Repeat each line exactly as it is written.

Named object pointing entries
┌──
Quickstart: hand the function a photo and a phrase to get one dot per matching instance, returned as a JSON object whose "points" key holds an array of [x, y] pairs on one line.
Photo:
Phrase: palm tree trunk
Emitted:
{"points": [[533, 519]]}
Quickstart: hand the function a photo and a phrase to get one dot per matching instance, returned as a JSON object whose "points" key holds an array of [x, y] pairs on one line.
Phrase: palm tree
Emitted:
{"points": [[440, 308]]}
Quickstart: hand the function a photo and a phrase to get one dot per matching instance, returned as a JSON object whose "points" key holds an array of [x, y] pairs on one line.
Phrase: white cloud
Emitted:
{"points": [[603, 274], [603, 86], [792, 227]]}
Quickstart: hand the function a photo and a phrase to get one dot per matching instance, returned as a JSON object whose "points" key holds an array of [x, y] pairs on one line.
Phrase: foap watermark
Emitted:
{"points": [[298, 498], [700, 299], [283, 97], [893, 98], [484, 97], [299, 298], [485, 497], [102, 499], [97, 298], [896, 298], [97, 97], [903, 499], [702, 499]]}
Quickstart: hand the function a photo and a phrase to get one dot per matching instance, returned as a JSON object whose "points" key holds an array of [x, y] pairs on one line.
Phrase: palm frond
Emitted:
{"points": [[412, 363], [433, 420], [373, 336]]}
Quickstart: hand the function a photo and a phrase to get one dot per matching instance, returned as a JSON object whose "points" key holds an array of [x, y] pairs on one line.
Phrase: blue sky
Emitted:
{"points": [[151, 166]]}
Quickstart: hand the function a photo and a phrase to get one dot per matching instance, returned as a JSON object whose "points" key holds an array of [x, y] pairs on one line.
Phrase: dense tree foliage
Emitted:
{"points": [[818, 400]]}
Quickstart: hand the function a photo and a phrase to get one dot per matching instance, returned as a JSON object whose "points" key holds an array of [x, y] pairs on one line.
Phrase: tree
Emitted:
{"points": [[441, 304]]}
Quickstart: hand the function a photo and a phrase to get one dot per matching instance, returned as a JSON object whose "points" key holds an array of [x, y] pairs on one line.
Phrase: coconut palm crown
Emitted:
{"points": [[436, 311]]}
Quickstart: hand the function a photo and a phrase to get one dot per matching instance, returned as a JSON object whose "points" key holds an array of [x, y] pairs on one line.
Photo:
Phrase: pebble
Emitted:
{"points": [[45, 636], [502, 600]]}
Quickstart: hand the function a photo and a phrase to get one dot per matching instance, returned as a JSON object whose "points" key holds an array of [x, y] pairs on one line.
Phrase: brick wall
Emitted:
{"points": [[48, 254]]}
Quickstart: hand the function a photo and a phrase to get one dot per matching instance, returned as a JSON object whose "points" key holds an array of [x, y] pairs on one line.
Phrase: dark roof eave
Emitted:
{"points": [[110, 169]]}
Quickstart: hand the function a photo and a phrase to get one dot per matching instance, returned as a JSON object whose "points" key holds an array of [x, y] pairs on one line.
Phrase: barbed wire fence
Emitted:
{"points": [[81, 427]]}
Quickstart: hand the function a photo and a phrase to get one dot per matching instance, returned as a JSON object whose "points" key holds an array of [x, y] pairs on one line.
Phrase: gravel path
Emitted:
└──
- _Task response_:
Quickstart: hand the function a photo and a phrase to get one dot per matching instance, returned as a JSON object whose "points" key holds an array of [x, y] pairs on one line.
Photo:
Phrase: palm tree trunk
Emitted:
{"points": [[533, 519]]}
Quickstart: hand the function a photo and a phrase to get one dot per matching instance, returned as a JSON object whose "points" key holds an array of [x, y] pairs on one line.
Phrase: palm tree
Emitted:
{"points": [[440, 308]]}
Quickstart: hand the function a photo and a phrase to get one dot per matching instance, returned as a JSON object whose "points" key holds an array of [x, y] pairs on one line.
Phrase: white cloud
Emitted:
{"points": [[603, 274], [603, 86], [792, 227]]}
Quickstart: hand the function a photo and a phrase to get one dot per matching instance, returned as a JSON object whose "points" key holds an array of [x, y] pairs on one line.
Phrase: foap watermark
Emitted:
{"points": [[298, 498], [700, 299], [283, 97], [893, 98], [484, 97], [299, 298], [485, 497], [102, 499], [97, 298], [896, 298], [97, 97], [903, 499], [702, 499]]}
Quickstart: hand the function a photo and a phrase to get one dot per matching instance, returned as a JSON object whose "points" key holds an array of [x, y] pairs on one line.
Phrase: palm frond
Emitted:
{"points": [[412, 363], [433, 420], [373, 336]]}
Quickstart: hand the function a photo and a phrase to get one dot per matching instance, returned as a JSON object whose "points" key holds an array of [x, y] pairs on one line.
Phrase: blue sky
Emitted:
{"points": [[151, 166]]}
Quickstart: hand the function a photo and a phrase to get one dot per matching instance, returned as a JSON object whose "points" key holds an array of [x, y] pairs on one line.
Phrase: dense tree foliage
Emitted:
{"points": [[818, 400]]}
Quickstart: hand the function a photo and a phrase to get one dot per matching instance, returned as a JSON object whose "points" key holds an array of [x, y] pairs on one line.
Phrase: tree
Emitted:
{"points": [[441, 304]]}
Quickstart: hand the function a photo and a phrase to get one dot per matching instance, returned as a JSON object whose "points" key holds an array of [x, y] pairs on one line.
Phrase: coconut palm crown
Emitted:
{"points": [[436, 311]]}
Quickstart: hand the function a photo and a phrase to get one dot per matching instance, returned as a JSON object whose "points" key holds an array of [x, y] pairs on one line.
Photo:
Phrase: pebble
Emitted:
{"points": [[45, 636], [502, 600]]}
Quickstart: hand the function a photo and a phrase to get one dot per matching instance, returned as a JSON object whose "points" key holds an array of [x, y] pairs on one line.
Phrase: brick wall
Emitted:
{"points": [[48, 254]]}
Quickstart: hand the function a photo and a phrase to get one dot per matching instance, returned as a JSON object whose "points" key holds an array of [x, y] pairs on one line.
Phrase: dark roof eave
Emitted:
{"points": [[110, 169]]}
Quickstart: hand the function a photo and a phrase to get one dot per matching instance, returned as a JSON object whose "points" key holds an array of [x, y] pairs on one line.
Phrase: barbed wire fence
Emitted:
{"points": [[81, 427]]}
Quickstart: hand the function a photo and a phrase to get one dot per matching instance, returned as a JSON object whose "points" key holds an array of [x, y] pairs on one line.
Phrase: gravel path
Emitted:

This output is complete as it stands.